Set task - Put the part of the listing below that opens with the line containing "Note: point to every instance of the glass pane" and closes with the line containing "x=12, y=136", both included, into a Markdown table with the columns Row and Text, numbering each row and omitting blank lines.

----

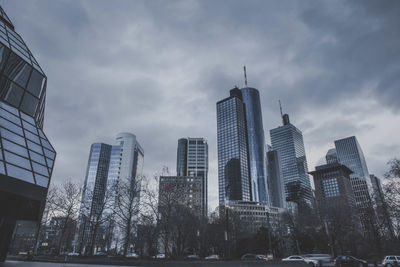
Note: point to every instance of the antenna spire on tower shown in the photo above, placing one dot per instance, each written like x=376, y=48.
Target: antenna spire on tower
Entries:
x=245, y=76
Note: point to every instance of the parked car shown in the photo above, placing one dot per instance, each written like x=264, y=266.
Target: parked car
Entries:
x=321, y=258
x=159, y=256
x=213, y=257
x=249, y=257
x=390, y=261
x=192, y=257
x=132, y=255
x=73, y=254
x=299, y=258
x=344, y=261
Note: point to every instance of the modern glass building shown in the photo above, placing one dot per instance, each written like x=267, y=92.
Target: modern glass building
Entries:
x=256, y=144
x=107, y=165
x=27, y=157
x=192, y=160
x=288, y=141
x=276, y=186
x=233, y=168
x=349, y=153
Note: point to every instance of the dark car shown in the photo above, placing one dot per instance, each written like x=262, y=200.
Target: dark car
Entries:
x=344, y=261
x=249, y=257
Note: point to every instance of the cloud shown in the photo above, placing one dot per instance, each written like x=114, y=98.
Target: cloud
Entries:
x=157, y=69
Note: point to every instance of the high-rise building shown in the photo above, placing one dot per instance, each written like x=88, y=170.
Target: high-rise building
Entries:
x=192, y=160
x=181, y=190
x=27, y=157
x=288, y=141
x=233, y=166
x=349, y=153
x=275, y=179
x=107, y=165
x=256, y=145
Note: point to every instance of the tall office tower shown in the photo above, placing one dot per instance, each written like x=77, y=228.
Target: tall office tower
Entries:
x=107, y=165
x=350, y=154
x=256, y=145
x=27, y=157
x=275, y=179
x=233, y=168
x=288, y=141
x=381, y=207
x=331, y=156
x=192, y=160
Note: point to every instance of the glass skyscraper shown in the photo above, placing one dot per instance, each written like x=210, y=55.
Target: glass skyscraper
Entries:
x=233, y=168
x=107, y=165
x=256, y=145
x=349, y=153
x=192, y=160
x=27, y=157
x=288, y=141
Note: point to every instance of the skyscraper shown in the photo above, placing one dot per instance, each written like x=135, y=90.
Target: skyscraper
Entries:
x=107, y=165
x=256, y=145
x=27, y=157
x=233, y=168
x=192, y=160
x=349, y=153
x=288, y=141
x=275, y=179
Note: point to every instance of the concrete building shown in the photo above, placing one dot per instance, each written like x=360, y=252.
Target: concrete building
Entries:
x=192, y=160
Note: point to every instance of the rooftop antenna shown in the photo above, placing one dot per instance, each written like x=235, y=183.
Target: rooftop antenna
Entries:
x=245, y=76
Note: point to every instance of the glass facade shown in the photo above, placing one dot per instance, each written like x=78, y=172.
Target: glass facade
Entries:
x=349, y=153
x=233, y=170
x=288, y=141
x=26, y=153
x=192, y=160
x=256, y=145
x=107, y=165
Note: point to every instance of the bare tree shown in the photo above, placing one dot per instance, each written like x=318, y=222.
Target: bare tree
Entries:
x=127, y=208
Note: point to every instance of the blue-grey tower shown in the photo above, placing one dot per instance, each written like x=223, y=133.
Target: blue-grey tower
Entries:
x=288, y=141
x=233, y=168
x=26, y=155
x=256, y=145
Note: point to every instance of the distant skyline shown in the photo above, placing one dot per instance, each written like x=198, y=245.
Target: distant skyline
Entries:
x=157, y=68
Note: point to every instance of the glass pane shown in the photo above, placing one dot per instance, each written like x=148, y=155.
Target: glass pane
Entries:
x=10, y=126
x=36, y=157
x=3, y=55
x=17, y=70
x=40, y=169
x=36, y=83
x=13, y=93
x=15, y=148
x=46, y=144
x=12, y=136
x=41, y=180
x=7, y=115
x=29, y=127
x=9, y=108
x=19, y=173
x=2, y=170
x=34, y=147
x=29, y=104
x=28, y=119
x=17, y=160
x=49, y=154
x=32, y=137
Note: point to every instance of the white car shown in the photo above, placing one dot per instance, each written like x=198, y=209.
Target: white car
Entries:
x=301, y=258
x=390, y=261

----

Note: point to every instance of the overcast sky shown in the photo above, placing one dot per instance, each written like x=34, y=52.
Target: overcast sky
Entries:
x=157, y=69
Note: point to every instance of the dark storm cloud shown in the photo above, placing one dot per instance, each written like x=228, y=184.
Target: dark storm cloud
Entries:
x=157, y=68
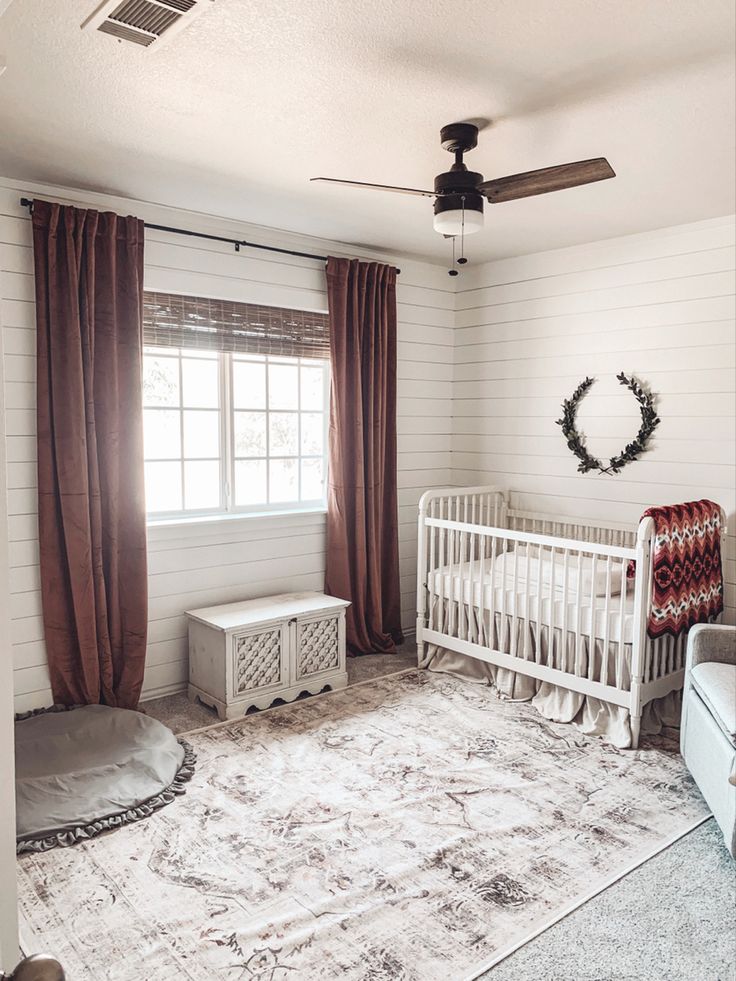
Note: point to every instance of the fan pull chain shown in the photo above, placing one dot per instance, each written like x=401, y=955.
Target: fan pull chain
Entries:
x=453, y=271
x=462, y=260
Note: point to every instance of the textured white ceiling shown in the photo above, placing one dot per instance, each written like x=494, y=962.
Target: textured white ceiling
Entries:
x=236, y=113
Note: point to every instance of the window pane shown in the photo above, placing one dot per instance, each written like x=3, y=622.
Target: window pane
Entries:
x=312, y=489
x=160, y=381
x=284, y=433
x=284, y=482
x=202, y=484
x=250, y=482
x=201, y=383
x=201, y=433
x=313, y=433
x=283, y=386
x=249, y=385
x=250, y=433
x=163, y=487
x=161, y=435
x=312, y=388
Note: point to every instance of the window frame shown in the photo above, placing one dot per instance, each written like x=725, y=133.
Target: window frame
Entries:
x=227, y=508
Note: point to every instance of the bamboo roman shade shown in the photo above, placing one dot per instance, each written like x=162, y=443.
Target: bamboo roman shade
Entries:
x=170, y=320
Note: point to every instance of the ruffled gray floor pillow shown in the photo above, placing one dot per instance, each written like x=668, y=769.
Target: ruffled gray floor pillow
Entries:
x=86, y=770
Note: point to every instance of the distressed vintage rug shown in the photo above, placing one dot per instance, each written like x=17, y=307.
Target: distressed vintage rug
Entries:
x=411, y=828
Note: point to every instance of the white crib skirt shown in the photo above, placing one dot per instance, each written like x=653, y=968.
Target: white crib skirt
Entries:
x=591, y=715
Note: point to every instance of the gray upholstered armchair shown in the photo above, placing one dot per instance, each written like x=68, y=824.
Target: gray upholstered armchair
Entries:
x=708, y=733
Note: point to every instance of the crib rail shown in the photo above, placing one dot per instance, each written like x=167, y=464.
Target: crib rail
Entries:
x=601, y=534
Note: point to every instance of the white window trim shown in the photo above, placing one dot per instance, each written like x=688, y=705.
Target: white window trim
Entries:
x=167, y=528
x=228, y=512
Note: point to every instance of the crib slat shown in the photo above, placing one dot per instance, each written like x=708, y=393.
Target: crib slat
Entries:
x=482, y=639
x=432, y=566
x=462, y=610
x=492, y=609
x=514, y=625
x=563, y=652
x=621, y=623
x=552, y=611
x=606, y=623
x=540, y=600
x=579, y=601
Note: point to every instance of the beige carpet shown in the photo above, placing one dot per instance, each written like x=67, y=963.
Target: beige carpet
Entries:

----

Problem solution -
| Row | Text |
|---|---|
| 1 | Note: point to every instance of the glass pane shown in the photo above, placing one dot per instance, each written like x=148, y=155. |
| 2 | Target: glass pane |
| 3 | Entries: |
| 4 | x=10, y=126 |
| 5 | x=36, y=157 |
| 6 | x=3, y=55 |
| 7 | x=17, y=70 |
| 8 | x=40, y=169 |
| 9 | x=36, y=83 |
| 10 | x=13, y=93 |
| 11 | x=15, y=148 |
| 12 | x=46, y=144 |
| 13 | x=12, y=136 |